*** PROVIDED DATA
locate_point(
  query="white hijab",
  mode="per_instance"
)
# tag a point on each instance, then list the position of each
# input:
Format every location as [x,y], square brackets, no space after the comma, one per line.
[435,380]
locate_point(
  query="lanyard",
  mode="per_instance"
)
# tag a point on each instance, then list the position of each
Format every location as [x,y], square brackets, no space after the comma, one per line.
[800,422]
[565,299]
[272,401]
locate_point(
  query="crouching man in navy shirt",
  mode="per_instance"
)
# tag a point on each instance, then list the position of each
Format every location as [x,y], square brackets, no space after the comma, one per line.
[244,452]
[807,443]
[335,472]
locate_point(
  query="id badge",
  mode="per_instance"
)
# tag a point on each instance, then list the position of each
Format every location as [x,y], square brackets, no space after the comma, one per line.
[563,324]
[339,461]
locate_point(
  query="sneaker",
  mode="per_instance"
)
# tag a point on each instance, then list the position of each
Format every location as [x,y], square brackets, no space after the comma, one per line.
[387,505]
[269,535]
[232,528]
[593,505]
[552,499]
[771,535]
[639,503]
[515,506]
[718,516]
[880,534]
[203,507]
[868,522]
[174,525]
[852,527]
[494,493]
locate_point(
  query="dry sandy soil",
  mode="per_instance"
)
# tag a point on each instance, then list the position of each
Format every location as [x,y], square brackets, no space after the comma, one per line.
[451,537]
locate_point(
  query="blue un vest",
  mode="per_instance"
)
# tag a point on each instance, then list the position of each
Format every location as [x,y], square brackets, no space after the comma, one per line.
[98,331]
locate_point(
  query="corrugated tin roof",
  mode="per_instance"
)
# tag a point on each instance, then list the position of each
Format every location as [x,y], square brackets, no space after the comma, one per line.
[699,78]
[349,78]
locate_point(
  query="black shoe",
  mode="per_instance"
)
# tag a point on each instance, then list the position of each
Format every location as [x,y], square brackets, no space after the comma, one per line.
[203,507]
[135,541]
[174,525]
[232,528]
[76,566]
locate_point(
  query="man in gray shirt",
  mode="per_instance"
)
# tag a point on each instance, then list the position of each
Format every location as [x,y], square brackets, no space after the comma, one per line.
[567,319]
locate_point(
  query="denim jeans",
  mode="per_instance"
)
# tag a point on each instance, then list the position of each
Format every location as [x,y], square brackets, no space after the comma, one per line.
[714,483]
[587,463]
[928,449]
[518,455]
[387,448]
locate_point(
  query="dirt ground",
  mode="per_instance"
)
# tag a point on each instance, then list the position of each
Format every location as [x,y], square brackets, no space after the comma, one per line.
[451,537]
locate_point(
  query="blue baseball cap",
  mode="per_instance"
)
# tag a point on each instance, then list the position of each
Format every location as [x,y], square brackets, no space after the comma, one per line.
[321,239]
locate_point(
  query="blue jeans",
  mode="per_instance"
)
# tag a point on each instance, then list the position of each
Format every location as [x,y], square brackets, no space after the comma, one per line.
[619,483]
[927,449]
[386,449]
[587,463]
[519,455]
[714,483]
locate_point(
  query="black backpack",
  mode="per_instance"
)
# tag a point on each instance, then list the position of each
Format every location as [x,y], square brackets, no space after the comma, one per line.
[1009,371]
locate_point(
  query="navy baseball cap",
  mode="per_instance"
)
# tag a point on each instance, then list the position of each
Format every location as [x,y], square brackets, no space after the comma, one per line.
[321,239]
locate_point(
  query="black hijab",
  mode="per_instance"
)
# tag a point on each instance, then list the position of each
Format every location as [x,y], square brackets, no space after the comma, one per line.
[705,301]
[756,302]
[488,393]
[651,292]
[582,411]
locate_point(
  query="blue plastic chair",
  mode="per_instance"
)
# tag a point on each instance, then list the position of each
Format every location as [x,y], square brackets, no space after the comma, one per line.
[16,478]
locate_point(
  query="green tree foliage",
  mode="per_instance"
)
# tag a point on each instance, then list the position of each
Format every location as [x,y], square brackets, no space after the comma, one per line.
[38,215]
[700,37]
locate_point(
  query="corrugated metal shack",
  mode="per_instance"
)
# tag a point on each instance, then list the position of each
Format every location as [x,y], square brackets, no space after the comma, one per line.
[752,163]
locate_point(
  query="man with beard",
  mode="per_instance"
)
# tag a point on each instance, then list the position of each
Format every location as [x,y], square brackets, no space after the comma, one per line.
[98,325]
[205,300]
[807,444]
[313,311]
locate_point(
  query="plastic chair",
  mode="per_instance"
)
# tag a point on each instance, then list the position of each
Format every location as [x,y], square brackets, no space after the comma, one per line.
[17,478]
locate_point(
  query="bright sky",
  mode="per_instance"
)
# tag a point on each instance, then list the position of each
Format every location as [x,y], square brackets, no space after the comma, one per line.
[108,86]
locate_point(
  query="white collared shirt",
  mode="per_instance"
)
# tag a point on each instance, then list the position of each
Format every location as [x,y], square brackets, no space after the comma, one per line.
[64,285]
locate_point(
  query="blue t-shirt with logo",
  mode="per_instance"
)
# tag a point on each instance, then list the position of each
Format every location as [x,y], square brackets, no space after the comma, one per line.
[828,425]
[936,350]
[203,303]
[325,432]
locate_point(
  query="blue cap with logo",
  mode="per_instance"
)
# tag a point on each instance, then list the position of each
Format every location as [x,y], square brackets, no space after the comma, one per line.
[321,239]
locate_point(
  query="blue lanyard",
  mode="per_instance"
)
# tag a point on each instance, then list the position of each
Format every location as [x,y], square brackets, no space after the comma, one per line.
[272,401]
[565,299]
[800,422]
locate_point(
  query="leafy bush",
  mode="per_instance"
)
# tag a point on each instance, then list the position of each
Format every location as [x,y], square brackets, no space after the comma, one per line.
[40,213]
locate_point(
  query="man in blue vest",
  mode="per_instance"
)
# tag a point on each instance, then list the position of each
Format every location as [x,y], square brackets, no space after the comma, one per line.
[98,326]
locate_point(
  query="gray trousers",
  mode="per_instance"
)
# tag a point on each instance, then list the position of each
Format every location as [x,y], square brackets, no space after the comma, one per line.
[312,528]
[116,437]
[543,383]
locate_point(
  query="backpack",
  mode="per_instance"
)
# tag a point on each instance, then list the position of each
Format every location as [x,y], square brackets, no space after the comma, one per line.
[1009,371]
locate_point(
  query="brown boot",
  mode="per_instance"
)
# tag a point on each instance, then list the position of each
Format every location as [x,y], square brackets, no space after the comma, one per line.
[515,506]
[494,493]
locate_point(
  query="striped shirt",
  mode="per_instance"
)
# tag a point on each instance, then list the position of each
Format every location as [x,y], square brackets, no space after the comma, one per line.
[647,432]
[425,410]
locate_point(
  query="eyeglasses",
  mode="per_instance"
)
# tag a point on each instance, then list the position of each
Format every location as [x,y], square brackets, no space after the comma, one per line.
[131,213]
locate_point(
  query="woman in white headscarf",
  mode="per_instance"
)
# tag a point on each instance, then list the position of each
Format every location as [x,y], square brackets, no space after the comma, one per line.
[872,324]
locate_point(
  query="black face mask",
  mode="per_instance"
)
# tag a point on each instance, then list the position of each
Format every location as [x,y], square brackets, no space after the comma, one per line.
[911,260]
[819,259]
******
## WHAT IS NEEDED
Copy out every line in the records above that contains the word "logo".

## THE ANSWER
  query="blue t-shirt with logo",
  query="blue cap with logo",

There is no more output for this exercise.